**Supplied information:**
════════════════════
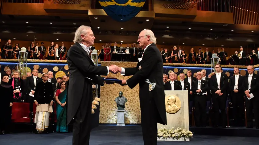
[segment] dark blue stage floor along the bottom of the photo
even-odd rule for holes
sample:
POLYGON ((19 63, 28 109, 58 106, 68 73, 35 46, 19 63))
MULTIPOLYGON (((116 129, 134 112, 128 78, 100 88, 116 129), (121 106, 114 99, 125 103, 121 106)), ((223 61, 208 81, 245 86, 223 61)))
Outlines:
MULTIPOLYGON (((158 141, 158 145, 255 145, 256 137, 233 137, 214 135, 195 135, 190 142, 158 141)), ((72 133, 30 134, 15 133, 0 135, 1 145, 72 145, 72 133)), ((90 136, 90 145, 143 145, 140 125, 99 125, 90 136)))

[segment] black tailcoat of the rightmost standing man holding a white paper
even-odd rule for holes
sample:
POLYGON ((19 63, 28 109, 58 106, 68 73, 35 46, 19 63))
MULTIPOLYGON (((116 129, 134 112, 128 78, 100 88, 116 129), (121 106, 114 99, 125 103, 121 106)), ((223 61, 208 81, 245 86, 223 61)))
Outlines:
MULTIPOLYGON (((249 75, 245 75, 243 77, 243 89, 244 91, 248 90, 248 76, 249 75)), ((251 80, 251 88, 249 89, 249 94, 253 93, 253 95, 255 97, 258 97, 259 93, 258 93, 258 88, 259 88, 259 80, 258 80, 258 75, 256 75, 255 73, 253 73, 253 77, 251 80)))

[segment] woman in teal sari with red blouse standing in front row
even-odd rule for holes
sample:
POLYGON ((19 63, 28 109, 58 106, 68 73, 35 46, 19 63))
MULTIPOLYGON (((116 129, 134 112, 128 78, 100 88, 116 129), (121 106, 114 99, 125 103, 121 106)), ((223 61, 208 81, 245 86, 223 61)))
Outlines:
POLYGON ((57 102, 57 132, 68 132, 67 126, 67 90, 66 83, 60 82, 60 89, 57 90, 55 100, 57 102))

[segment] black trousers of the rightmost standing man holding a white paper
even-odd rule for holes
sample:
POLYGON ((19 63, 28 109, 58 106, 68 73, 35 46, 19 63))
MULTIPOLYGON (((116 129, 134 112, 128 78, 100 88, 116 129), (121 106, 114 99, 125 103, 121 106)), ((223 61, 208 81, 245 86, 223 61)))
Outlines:
POLYGON ((245 96, 247 127, 253 127, 253 115, 255 120, 254 125, 258 127, 258 105, 258 96, 255 96, 250 100, 245 96))

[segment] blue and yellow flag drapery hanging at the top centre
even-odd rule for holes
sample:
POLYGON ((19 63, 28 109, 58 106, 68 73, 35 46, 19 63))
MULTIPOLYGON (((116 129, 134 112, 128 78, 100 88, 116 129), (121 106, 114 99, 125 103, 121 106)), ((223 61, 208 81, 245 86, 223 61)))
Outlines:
════════════════════
**Try it:** Give the records again exactly, without pictures.

**Written solution:**
[segment] dark blue stage floor along the bottom of the photo
even-odd rule for holes
sample:
POLYGON ((19 63, 28 109, 58 106, 68 73, 35 46, 19 63))
MULTIPOLYGON (((116 129, 134 112, 128 78, 100 88, 116 129), (121 106, 114 99, 125 103, 121 106)), ((223 61, 208 81, 245 86, 223 61)))
Outlines:
MULTIPOLYGON (((158 141, 158 145, 255 145, 256 137, 233 137, 214 135, 195 135, 190 142, 158 141)), ((72 133, 30 134, 15 133, 0 135, 1 145, 72 145, 72 133)), ((90 136, 90 145, 143 145, 140 125, 99 125, 90 136)))

[segment] black tailcoat of the rightmost standing man holding a white paper
even-odd rule for holes
sample:
POLYGON ((19 63, 28 109, 58 106, 68 73, 35 46, 19 63))
MULTIPOLYGON (((116 129, 134 112, 128 78, 100 88, 116 129), (121 106, 114 99, 125 103, 121 106)), ((223 61, 208 81, 245 86, 223 61)))
Outlines:
MULTIPOLYGON (((249 75, 245 75, 243 77, 243 89, 244 91, 248 90, 248 76, 249 75)), ((251 80, 251 88, 249 89, 249 94, 253 93, 253 95, 255 97, 258 97, 259 93, 258 93, 258 88, 259 88, 259 80, 258 80, 258 75, 256 75, 255 73, 253 73, 253 77, 251 80)))

[segment] woman in teal sari with red blouse standing in front row
even-odd rule for holes
sample:
POLYGON ((19 63, 28 109, 58 106, 68 73, 35 46, 19 63))
MULTIPOLYGON (((116 129, 134 112, 128 78, 100 88, 116 129), (121 106, 114 99, 125 103, 121 106)), ((223 61, 208 81, 245 86, 223 61)))
Outlines:
POLYGON ((57 102, 57 132, 68 132, 67 126, 67 90, 66 83, 60 82, 60 89, 57 90, 55 100, 57 102))

[segment] black trousers of the rightmost standing man holding a white paper
even-odd rule for holes
sample:
POLYGON ((19 63, 28 109, 58 106, 68 73, 35 46, 19 63))
MULTIPOLYGON (((116 129, 134 112, 128 78, 100 88, 116 129), (121 106, 114 99, 125 103, 121 106)), ((223 61, 208 81, 245 86, 223 61)))
Outlines:
POLYGON ((245 96, 247 127, 253 127, 253 115, 255 120, 254 125, 258 127, 258 105, 258 96, 255 96, 250 100, 245 96))

[segment] blue and yellow flag drapery hanging at the top centre
even-odd rule for holes
sample:
POLYGON ((19 63, 28 109, 58 106, 68 73, 35 46, 19 63))
MULTIPOLYGON (((116 129, 134 112, 128 78, 100 88, 116 129), (121 106, 114 99, 125 103, 121 106)), ((223 61, 208 81, 245 86, 223 61)))
Outlines:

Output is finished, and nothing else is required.